EXERCISE MATERIALS:
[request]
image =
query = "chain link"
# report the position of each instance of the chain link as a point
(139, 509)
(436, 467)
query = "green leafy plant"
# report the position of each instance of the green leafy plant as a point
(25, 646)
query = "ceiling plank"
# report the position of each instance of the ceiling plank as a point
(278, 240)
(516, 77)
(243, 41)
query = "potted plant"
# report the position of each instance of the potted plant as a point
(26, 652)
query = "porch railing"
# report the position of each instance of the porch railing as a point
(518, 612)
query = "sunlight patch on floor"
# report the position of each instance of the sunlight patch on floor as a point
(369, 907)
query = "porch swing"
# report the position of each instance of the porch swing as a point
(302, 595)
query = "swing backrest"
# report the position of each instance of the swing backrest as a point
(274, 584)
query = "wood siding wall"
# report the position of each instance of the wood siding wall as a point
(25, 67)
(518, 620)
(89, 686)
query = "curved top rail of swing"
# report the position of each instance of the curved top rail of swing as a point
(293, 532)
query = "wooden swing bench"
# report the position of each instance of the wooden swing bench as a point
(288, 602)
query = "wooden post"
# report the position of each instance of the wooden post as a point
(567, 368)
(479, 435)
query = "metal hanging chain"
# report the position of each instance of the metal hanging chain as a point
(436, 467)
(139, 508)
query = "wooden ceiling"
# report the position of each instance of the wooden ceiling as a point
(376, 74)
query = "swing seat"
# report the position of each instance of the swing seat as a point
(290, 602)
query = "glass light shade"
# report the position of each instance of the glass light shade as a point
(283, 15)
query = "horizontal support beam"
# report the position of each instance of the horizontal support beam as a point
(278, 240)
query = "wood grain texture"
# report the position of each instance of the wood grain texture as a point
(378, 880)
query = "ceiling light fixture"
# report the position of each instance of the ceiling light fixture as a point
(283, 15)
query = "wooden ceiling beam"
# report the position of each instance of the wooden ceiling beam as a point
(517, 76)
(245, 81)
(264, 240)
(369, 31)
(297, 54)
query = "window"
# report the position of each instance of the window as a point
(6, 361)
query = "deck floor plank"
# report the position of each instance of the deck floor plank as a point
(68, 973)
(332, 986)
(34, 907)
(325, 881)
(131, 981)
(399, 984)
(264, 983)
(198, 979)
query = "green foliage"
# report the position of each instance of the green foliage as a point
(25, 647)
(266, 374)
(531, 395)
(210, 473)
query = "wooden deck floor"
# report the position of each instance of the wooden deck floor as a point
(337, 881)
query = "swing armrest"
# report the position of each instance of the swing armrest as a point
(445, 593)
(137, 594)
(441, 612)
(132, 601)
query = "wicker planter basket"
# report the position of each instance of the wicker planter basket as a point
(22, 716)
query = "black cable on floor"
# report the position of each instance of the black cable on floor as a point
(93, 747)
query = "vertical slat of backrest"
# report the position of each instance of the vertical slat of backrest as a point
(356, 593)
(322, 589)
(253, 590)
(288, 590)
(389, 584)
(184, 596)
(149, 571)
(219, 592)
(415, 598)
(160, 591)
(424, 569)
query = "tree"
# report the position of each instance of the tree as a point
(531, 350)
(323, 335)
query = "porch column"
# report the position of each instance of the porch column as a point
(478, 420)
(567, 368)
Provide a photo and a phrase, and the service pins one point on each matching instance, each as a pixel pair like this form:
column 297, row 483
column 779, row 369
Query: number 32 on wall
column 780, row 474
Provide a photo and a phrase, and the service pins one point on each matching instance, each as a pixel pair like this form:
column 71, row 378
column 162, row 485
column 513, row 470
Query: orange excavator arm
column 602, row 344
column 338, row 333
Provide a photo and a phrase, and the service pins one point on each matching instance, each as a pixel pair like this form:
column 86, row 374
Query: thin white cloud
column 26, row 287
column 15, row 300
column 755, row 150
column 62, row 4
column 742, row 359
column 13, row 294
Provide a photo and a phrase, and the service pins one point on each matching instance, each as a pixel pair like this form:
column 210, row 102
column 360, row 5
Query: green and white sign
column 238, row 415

WHAT THIS TASK INVOLVES:
Every entry is to be restated word for word, with nothing dropped.

TASK OUTPUT:
[request]
image =
query = "chain link"
# report the position of each instance of the chain link as a point
(139, 509)
(436, 467)
query = "green leafy plant"
# report the position of each instance of the green leafy plant as a point
(25, 646)
query = "ceiling plank"
# report the position of each instance of the ceiling plank as a point
(278, 240)
(516, 77)
(243, 41)
query = "potted plant"
# report the position of each instance of the potted plant as a point
(26, 652)
query = "porch railing"
# report the position of each instance of the porch railing as a point
(518, 612)
query = "sunlight patch on floor"
# report the position of each instance of the sunlight patch on floor as a point
(369, 907)
query = "porch swing"
# report the position of each instance of the porch swing as a point
(302, 595)
query = "swing backrest"
# report the position of each instance of the swing backrest as a point
(274, 584)
query = "wood siding wall"
# report the position of each instance of the wood siding wall as a point
(25, 67)
(518, 620)
(89, 686)
query = "curved top rail of swing"
# report the position of each instance of the curved top rail of swing as a point
(293, 532)
query = "wooden swing bench"
# report the position of each instance of the wooden swing bench as a point
(288, 602)
query = "wooden post"
# report the position of each instance of the wooden post as a point
(567, 368)
(479, 435)
query = "metal hanging chain"
# report the position of each instance of the metal hanging chain as a point
(436, 467)
(139, 508)
query = "wooden ceiling"
# report the position of each instance of the wooden ceiling as a point
(376, 74)
query = "swing seat"
# report the position of each instance of the swing seat as a point
(290, 602)
query = "glass light shade"
# report the position of each instance of the glass light shade as a point
(283, 15)
query = "horizontal support beam"
# report the position of each instance of the horizontal support beam as a point
(278, 240)
query = "wood grain texture"
# report the position of each instance of the wood grain texture as a point
(378, 880)
query = "ceiling light fixture"
# report the position of each instance of the ceiling light fixture as a point
(283, 15)
query = "wooden ceiling beam"
# report the position of each instance of the wooden ceiling beam as a point
(517, 76)
(245, 81)
(264, 240)
(369, 31)
(297, 54)
query = "window"
# report the position of each instance of the window as a point
(6, 361)
query = "deck floor plank"
# report the position of each instance of the deck floor plank as a point
(68, 973)
(332, 986)
(34, 907)
(325, 881)
(131, 981)
(399, 984)
(264, 983)
(198, 979)
query = "green foliage"
# report the position of each instance of the green foliage as a point
(25, 647)
(266, 374)
(531, 395)
(210, 473)
query = "wooden deck floor"
# report the position of each instance of the wooden deck floor as a point
(337, 881)
query = "swing armrest"
# report the position of each instance of the swing armrest as a point
(445, 593)
(137, 594)
(441, 612)
(132, 601)
query = "wicker planter basket"
# report the position of each instance of the wicker planter basket as a point
(22, 716)
query = "black cable on floor"
# report the position of each instance of the black cable on floor as a point
(93, 747)
query = "vertical slat of backrest"
# report the position of each instance of the vertical slat of backrest as a point
(356, 593)
(322, 589)
(253, 590)
(288, 590)
(389, 584)
(184, 596)
(149, 571)
(219, 592)
(415, 598)
(160, 591)
(424, 569)
query = "tree"
# report the position of each instance of the tree as a point
(531, 350)
(323, 335)
query = "porch column"
# report the position of each instance of the porch column as a point
(478, 420)
(567, 368)
Provide a photo and a phrase, and the service pins one point on each matching instance, each as a pixel pair like this form:
column 297, row 483
column 779, row 369
Query: number 32 on wall
column 780, row 474
Provide a photo and a phrase, and the service pins one point on each matching instance, each as a pixel pair like this form:
column 71, row 378
column 162, row 485
column 513, row 470
Query: orange excavator arm
column 602, row 344
column 338, row 333
Provide a photo and a phrase, and the service pins one point on each matching instance, each as a pixel pair like this form:
column 86, row 374
Query: thin white cloud
column 26, row 287
column 15, row 300
column 755, row 150
column 62, row 4
column 742, row 359
column 13, row 294
Provide a photo and a phrase, and the service pins one point on each matching instance, each as a pixel pair like this form:
column 210, row 102
column 360, row 5
Query: green and white sign
column 238, row 415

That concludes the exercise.